◆ EXCERPTED RECORDS:

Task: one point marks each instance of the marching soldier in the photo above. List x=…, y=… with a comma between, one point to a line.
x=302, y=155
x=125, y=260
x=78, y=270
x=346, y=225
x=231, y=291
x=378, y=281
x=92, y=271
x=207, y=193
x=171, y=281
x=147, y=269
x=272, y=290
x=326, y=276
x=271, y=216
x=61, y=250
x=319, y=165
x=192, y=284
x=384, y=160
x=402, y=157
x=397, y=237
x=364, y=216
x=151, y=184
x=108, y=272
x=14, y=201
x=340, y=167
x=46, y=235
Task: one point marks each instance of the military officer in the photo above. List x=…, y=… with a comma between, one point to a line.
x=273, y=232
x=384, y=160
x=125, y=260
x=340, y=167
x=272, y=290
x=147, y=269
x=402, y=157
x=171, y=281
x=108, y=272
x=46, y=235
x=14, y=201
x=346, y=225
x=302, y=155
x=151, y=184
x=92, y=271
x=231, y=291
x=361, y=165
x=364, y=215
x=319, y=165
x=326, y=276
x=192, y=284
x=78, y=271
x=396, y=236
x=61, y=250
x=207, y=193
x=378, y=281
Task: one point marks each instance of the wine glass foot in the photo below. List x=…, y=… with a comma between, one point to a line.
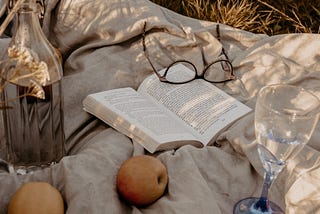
x=246, y=206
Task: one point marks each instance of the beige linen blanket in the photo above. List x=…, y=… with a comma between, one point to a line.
x=100, y=41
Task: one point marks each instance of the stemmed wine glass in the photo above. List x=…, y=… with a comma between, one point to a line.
x=285, y=118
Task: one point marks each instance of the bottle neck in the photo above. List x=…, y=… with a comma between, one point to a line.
x=27, y=24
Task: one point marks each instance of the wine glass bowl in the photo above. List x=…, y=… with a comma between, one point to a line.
x=285, y=118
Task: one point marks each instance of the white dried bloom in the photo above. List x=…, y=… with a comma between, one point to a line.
x=28, y=66
x=36, y=90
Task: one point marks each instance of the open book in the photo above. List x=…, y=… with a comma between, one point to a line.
x=163, y=116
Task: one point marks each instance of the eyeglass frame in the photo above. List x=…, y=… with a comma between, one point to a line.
x=163, y=78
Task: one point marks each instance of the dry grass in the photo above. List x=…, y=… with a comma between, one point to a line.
x=259, y=16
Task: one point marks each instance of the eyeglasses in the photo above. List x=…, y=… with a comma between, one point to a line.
x=218, y=71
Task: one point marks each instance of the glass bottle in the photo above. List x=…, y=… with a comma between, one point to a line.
x=33, y=113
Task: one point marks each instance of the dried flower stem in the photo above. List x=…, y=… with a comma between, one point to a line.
x=10, y=17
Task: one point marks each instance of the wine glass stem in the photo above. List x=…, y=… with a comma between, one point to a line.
x=262, y=204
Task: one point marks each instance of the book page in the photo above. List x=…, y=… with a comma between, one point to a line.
x=134, y=115
x=204, y=108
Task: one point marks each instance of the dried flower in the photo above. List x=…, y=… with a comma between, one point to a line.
x=24, y=68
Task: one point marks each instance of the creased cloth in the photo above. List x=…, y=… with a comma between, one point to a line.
x=100, y=42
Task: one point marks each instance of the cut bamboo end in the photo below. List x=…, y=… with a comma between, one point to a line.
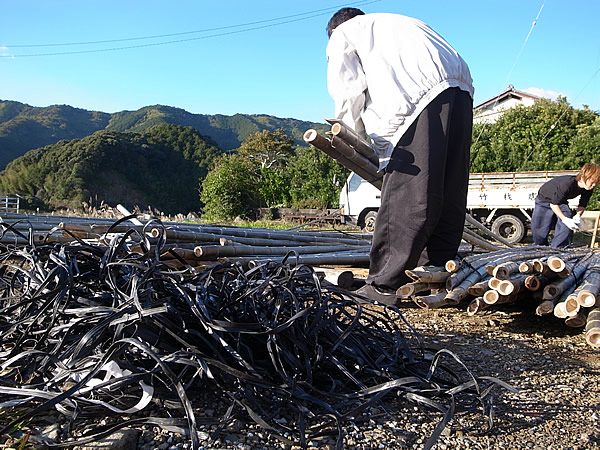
x=491, y=297
x=572, y=306
x=592, y=331
x=545, y=308
x=506, y=287
x=560, y=310
x=526, y=267
x=476, y=306
x=551, y=291
x=576, y=321
x=586, y=299
x=532, y=283
x=494, y=283
x=556, y=264
x=452, y=266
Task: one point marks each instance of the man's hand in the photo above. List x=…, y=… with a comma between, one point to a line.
x=570, y=223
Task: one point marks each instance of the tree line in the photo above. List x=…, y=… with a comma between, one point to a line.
x=175, y=169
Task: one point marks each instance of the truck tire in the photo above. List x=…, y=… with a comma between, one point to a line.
x=509, y=227
x=370, y=222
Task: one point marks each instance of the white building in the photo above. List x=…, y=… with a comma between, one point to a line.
x=490, y=110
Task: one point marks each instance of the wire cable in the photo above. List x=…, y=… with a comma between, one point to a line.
x=279, y=21
x=533, y=24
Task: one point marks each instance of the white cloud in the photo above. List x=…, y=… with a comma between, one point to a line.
x=545, y=93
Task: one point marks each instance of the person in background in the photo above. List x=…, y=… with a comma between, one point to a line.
x=397, y=80
x=551, y=204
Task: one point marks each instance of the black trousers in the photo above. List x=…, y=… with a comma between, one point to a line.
x=424, y=192
x=543, y=220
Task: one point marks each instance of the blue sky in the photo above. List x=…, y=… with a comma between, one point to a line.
x=268, y=56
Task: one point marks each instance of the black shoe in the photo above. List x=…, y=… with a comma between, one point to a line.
x=379, y=295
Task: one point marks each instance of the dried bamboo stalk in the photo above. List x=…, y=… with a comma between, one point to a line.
x=478, y=289
x=476, y=306
x=493, y=297
x=428, y=274
x=433, y=301
x=505, y=270
x=348, y=135
x=416, y=287
x=592, y=328
x=340, y=277
x=363, y=169
x=577, y=321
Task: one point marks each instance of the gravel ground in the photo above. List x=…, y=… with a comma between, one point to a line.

◆ DIRECTIONS FOR THIS TASK: Please rewrite all of the material above, replacing "with a comma between" with "separated by a comma" everywhere it occurs and leaving everything else unchanged. Omit the pictures from your answer.

◆ RESPONSE TO THE TASK:
Task: one point marks each instance of the marching soldier in the photo above. List x=…, y=… separated by a comma, one point to a line.
x=302, y=155
x=125, y=260
x=78, y=270
x=346, y=225
x=231, y=291
x=378, y=281
x=92, y=271
x=207, y=193
x=171, y=281
x=147, y=269
x=272, y=290
x=326, y=276
x=271, y=216
x=61, y=250
x=319, y=165
x=192, y=284
x=384, y=160
x=402, y=157
x=397, y=237
x=364, y=216
x=151, y=184
x=108, y=272
x=14, y=201
x=340, y=167
x=46, y=235
Task: one point marks each instance of the military officer in the photo above. List x=…, y=… separated by a comma, one point to a line.
x=273, y=232
x=384, y=160
x=125, y=260
x=340, y=167
x=272, y=290
x=147, y=269
x=402, y=157
x=171, y=281
x=108, y=272
x=46, y=235
x=14, y=201
x=346, y=225
x=302, y=155
x=151, y=184
x=92, y=271
x=231, y=291
x=361, y=165
x=364, y=215
x=319, y=165
x=326, y=276
x=192, y=284
x=78, y=271
x=396, y=236
x=61, y=250
x=207, y=193
x=378, y=281
Task: one point marks each instance of the wine glass foot in the photo below. List x=…, y=… separated by a comma, one point to a line.
x=246, y=206
Task: one point marks each instance of the beige linen blanket in the photo above. List x=…, y=… separated by a comma, one point to a line.
x=100, y=41
Task: one point marks each instance of the stemmed wine glass in the photo above. List x=…, y=… separated by a comma, one point to a line.
x=285, y=118
Task: one point marks each instance of the bottle neck in the photo above. List x=…, y=… separated by a comma, one point to a line.
x=27, y=24
Task: one point marks each instance of the wine glass bowl in the photo above. List x=…, y=… separated by a comma, one point to a line.
x=285, y=118
Task: one point marks each instance of the white dried bloom in the photo above. List x=…, y=… separated by a comma, one point to a line.
x=28, y=66
x=36, y=90
Task: one point marks each instance of the open book in the photo above. List x=…, y=… separated by a comma, one point to a line.
x=163, y=116
Task: one point marks each instance of the eyeglass frame in the photo above. List x=…, y=… separated by a comma, one point to a line.
x=163, y=78
Task: one point marks each instance of the dry grass in the photo above. List x=…, y=… separated by a comma, one point to a line.
x=259, y=16
Task: one point marks each instance of the eyeglasses in the photo above. List x=…, y=… separated by a comma, one point to a line.
x=218, y=71
Task: one point marks each instance of the glass bottle in the photo above. List x=…, y=… separated by a comma, one point to a line.
x=33, y=113
Task: one point marks each instance of the dried flower stem in the photo above. List x=…, y=… separated by a comma, one point to a line.
x=10, y=17
Task: one point marks each instance of the wine glass stem in the photo above. List x=…, y=… separated by a comma, one point to a line.
x=262, y=204
Task: one point marks each instance of the book page in the photo above. List x=…, y=… separated by a comma, one point to a line.
x=134, y=115
x=204, y=108
Task: one point marks each instance of the dried flower in the photo above. List x=…, y=… separated by a comma, one point to a line.
x=24, y=68
Task: one point marks each instance of the creased cloth in the photo above. List x=…, y=… separated by a comma, one point to a line.
x=100, y=42
Task: one point marks each instance of the cut bamboo end in the photo below. List x=…, y=… separated by a comma, one point to a line.
x=491, y=297
x=572, y=306
x=592, y=331
x=545, y=308
x=506, y=287
x=560, y=310
x=526, y=267
x=476, y=306
x=551, y=291
x=576, y=321
x=586, y=299
x=532, y=283
x=494, y=283
x=556, y=264
x=452, y=266
Task: one point marks each instance of the man's hand in the photo above. List x=…, y=… separated by a comma, one point to a line.
x=570, y=223
Task: one point marks each instance of the tree line in the photo above. List x=…, y=… separated by a comma, one point to a line.
x=175, y=169
Task: one point marks each instance of the truck tire in the photo above. List x=…, y=… separated by a comma, one point to a line.
x=509, y=227
x=370, y=222
Task: one point marks each instance of the white building in the photo above. List x=…, y=… separated by a comma, one point to a line.
x=490, y=110
Task: one point marks each instance of the wire cable in the photo above. List x=…, y=… separated by a comma, one point to a line.
x=279, y=21
x=533, y=24
Task: one point marks each instance of the white cloud in the photo above. List x=…, y=… separated by a comma, one point to a line.
x=545, y=93
Task: one point marks each instance of the person in background in the photo above. List x=…, y=… separated by a comma, one point to a line.
x=397, y=80
x=551, y=204
Task: one point marks each instance of the black trousers in the photo above. List x=…, y=… separated by a comma, one point to a line.
x=424, y=192
x=543, y=220
Task: one point marks each instance of the blue sky in the photo above. List x=…, y=… separated by a comma, one point to a line.
x=268, y=56
Task: one point marks each instance of the black shoe in the photo above. List x=…, y=… separated by a comma, one point to a line.
x=379, y=295
Task: one point marks each instance of the dried bamboo stalk in the photo above. List x=…, y=… separated by a comma, one point to a line.
x=478, y=289
x=476, y=306
x=493, y=297
x=428, y=274
x=433, y=301
x=505, y=270
x=348, y=135
x=416, y=287
x=592, y=328
x=340, y=277
x=363, y=169
x=577, y=321
Task: one point marks each instance of the gravel ground in the photo above. List x=…, y=… separated by a comma, one point to a line.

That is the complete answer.